**Raw data:**
= = = = =

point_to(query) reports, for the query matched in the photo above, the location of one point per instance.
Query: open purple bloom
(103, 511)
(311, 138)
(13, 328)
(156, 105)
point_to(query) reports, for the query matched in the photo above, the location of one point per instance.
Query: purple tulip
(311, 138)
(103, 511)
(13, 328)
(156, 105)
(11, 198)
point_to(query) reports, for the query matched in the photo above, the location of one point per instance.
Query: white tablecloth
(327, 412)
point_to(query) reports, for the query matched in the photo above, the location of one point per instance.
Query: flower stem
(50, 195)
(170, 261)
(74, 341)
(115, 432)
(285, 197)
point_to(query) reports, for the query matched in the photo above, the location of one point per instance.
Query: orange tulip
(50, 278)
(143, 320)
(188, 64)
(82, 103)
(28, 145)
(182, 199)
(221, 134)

= = = = =

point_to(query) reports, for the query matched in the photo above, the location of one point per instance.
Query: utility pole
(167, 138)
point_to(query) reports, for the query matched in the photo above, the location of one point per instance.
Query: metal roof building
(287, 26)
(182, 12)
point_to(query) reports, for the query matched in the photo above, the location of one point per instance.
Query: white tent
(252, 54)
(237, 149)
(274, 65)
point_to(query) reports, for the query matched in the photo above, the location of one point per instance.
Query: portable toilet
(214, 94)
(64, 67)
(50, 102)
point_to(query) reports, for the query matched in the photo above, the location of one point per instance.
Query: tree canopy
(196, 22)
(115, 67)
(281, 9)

= = = = =

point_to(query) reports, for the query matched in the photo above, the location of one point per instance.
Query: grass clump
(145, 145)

= = = = =

**What is required:** How many lines of the records contain the word "tulip", matching case? Give only the number.

**Complete output:** 2